**PAGE:**
===============
PAPEETE, 9 avril 2018 - A deux semaines du premier tour de scrutin des élections territoriales une procédure de citation directe engagée par Yves Conroy vise le président de la Polynésie française, l’un de ses conseillers spéciaux et quatre ministres du gouvernement.

S'agit-il d'une démarche citoyenne ou de ce que l'on nomme une "boule puante", dans le jargon? Le terme fait référence à cette petite ampoule qui, une fois brisée, diffuse une odeur caractéristique proche de l’œuf pourri. En politique, il n’y a pas l’odeur mais le désagrément est semblable et le moment toujours choisi pour porter tort à l'adversaire.
===============
**EXTRAITS DES ENTRÉES:**
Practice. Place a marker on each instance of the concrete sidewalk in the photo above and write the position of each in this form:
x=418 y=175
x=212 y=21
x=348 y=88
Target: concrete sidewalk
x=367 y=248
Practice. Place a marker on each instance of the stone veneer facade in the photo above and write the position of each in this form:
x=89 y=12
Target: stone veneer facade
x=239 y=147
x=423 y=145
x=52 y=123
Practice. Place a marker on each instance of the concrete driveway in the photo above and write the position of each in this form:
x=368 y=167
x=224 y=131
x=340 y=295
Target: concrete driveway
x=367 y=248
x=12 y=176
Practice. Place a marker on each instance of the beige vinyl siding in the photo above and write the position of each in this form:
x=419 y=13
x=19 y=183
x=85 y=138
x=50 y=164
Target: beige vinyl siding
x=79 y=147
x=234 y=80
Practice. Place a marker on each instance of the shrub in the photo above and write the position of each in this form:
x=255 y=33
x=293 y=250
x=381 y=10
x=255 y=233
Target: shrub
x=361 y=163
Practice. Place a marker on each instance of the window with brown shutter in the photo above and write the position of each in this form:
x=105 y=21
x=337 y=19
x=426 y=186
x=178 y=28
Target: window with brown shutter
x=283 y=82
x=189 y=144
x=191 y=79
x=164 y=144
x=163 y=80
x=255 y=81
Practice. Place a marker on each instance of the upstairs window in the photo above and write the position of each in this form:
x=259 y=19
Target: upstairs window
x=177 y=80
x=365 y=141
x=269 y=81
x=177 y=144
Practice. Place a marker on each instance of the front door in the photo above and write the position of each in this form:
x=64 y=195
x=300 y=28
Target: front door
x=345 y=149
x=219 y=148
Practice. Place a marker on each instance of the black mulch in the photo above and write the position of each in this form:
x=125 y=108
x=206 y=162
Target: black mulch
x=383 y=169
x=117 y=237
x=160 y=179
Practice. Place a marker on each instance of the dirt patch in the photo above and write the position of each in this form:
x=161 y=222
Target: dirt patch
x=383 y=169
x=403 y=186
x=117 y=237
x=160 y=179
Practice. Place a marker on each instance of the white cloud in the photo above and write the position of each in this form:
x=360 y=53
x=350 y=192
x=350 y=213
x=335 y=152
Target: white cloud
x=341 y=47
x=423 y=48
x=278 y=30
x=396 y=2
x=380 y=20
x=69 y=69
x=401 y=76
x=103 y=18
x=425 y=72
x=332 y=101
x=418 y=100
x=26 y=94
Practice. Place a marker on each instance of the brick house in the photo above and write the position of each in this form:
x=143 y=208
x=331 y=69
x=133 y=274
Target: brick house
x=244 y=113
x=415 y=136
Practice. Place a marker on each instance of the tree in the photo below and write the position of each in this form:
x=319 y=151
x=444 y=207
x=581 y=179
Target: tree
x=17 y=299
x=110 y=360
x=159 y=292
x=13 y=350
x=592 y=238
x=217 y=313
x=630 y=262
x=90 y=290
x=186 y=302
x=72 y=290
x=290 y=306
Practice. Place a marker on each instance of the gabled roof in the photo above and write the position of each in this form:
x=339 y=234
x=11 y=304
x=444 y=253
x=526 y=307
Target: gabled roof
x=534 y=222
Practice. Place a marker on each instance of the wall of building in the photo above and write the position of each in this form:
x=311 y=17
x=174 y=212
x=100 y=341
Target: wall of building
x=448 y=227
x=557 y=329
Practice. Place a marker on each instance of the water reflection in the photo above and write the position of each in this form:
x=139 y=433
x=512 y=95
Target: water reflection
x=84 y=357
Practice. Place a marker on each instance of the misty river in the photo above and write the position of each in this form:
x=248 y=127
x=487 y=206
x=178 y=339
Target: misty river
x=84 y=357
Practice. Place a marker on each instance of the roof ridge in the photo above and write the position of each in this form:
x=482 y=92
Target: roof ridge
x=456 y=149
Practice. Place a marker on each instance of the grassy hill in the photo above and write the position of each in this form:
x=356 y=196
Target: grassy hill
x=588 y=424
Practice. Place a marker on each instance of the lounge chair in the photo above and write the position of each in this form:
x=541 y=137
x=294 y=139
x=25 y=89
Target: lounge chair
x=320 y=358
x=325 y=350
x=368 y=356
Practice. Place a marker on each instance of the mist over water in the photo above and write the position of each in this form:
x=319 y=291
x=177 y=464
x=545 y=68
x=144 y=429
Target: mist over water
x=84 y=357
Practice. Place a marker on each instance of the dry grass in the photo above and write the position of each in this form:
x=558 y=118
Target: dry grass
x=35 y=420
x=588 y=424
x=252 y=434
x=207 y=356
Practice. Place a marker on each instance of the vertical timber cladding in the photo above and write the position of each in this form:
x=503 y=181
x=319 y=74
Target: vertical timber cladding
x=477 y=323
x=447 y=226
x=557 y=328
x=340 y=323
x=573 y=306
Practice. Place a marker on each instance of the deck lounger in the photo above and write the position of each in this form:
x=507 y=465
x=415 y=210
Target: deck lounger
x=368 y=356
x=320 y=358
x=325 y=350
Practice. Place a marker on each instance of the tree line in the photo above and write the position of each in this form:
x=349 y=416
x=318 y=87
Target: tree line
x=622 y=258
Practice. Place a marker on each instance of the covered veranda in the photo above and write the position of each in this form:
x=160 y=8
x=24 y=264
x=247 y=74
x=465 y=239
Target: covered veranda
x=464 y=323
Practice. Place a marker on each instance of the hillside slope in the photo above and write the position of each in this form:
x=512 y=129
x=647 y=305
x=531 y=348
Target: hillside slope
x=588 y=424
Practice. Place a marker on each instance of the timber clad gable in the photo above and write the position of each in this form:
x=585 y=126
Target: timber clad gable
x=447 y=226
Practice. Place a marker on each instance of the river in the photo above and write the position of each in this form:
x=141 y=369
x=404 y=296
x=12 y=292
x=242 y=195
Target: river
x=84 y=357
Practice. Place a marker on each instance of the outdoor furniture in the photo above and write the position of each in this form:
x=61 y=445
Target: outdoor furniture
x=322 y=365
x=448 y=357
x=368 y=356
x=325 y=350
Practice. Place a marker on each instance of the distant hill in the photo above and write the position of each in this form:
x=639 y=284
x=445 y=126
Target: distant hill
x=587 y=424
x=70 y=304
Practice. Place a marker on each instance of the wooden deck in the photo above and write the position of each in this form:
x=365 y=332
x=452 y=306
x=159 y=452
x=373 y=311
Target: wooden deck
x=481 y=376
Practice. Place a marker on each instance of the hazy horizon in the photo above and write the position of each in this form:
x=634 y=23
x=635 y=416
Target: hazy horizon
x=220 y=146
===============
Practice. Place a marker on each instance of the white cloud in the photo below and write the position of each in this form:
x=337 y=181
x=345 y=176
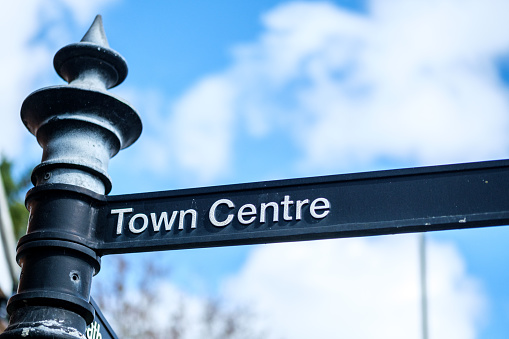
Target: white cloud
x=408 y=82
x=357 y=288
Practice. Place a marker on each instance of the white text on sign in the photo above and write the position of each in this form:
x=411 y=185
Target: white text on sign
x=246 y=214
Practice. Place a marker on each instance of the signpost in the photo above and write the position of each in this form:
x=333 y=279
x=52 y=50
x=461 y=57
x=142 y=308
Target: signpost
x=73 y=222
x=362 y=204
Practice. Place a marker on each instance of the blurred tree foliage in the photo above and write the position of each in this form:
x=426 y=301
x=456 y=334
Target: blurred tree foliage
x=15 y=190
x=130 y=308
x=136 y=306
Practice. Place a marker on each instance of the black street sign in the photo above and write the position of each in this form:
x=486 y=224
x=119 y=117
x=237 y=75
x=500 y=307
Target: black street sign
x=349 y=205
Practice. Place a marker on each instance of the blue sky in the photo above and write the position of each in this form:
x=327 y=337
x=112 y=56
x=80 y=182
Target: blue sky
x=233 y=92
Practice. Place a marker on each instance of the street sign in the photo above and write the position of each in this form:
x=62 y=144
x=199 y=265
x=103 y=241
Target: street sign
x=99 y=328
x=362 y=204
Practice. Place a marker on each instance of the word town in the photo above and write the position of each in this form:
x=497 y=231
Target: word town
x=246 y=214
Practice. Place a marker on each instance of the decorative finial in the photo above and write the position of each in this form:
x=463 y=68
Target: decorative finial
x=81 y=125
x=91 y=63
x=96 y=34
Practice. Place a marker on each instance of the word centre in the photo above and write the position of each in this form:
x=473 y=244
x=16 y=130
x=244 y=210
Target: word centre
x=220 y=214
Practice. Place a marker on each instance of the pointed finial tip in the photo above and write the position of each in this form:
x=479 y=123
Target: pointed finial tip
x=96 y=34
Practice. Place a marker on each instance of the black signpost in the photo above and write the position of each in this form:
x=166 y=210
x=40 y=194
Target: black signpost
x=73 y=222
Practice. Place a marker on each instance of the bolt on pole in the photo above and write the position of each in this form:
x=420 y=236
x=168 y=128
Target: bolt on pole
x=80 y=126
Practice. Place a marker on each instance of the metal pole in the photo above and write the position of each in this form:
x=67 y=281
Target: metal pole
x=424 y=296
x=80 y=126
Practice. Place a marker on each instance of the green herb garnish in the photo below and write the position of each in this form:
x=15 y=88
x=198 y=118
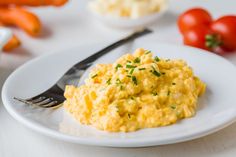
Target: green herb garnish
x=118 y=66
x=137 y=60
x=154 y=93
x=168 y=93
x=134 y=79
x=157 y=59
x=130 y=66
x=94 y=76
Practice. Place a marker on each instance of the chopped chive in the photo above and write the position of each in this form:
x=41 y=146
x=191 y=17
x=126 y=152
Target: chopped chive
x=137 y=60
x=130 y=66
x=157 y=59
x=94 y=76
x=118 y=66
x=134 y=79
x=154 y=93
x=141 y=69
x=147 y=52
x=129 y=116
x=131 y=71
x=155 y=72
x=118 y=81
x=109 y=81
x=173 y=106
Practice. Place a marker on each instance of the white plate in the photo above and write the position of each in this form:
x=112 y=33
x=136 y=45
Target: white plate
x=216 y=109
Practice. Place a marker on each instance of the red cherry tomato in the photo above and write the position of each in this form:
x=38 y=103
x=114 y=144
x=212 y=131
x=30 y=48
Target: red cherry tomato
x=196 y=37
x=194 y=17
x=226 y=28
===============
**TRAVAIL À FAIRE:**
1) Résumez en deux phrases le texte sur la citation directe visant le président de la Polynésie française.
2) Veuillez renommer « Target » en « Label » dans les entrées, entre la ligne contenant « Practice. Place a marker on each instance of the water » et celle contenant « x=207 y=356 », toutes deux incluses. Redonnez uniquement ces lignes.

**SOLUTIONS RÉDIGÉES:**
1) Le 9 avril 2018, à deux semaines du premier tour des élections territoriales, une procédure de citation directe engagée par Yves Conroy vise le président de la Polynésie française, l'un de ses conseillers spéciaux et quatre ministres du gouvernement. Le texte se demande s'il s'agit d'une démarche citoyenne ou d'une « boule puante », terme qui renvoie à une petite ampoule à l'odeur d'œuf pourri et qui désigne en politique un désagrément semblable, dont le moment est toujours choisi pour porter tort à l'adversaire.

2)
Practice. Place a marker on each instance of the water reflection in the photo above and write the position of each in this form:
x=139 y=433
x=512 y=95
Label: water reflection
x=84 y=357
Practice. Place a marker on each instance of the misty river in the photo above and write the position of each in this form:
x=248 y=127
x=487 y=206
x=178 y=339
Label: misty river
x=84 y=357
Practice. Place a marker on each instance of the roof ridge in the photo above and write the position of each in this form:
x=482 y=92
Label: roof ridge
x=456 y=149
Practice. Place a marker on each instance of the grassy hill in the photo above and write the position of each in this form:
x=356 y=196
Label: grassy hill
x=588 y=424
Practice. Place a marker on each instance of the lounge chair in the photo above and write the position of each in this form:
x=541 y=137
x=294 y=139
x=25 y=89
Label: lounge chair
x=320 y=358
x=325 y=350
x=368 y=356
Practice. Place a marker on each instance of the mist over water in the photo above and write the position of each in this form:
x=319 y=291
x=177 y=464
x=545 y=68
x=144 y=429
Label: mist over water
x=84 y=357
Practice. Place a marker on each instance of the dry grass in the photo above and write the position of each in this form:
x=558 y=118
Label: dry grass
x=35 y=420
x=588 y=424
x=252 y=434
x=207 y=356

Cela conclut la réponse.